[WHAT THIS TASK INVOLVES] All of the entries below are to be retyped exactly.

[MATERIAL TO PROCESS]
-=-=-=-=-

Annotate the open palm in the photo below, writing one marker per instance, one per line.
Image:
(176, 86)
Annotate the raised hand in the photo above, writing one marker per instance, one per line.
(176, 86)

-=-=-=-=-

[EXERCISE ANSWER]
Annotate the open palm in the photo below, writing one marker per instance, one per line.
Image:
(176, 86)
Annotate the raised hand in the photo above, writing one marker per instance, one per line.
(176, 86)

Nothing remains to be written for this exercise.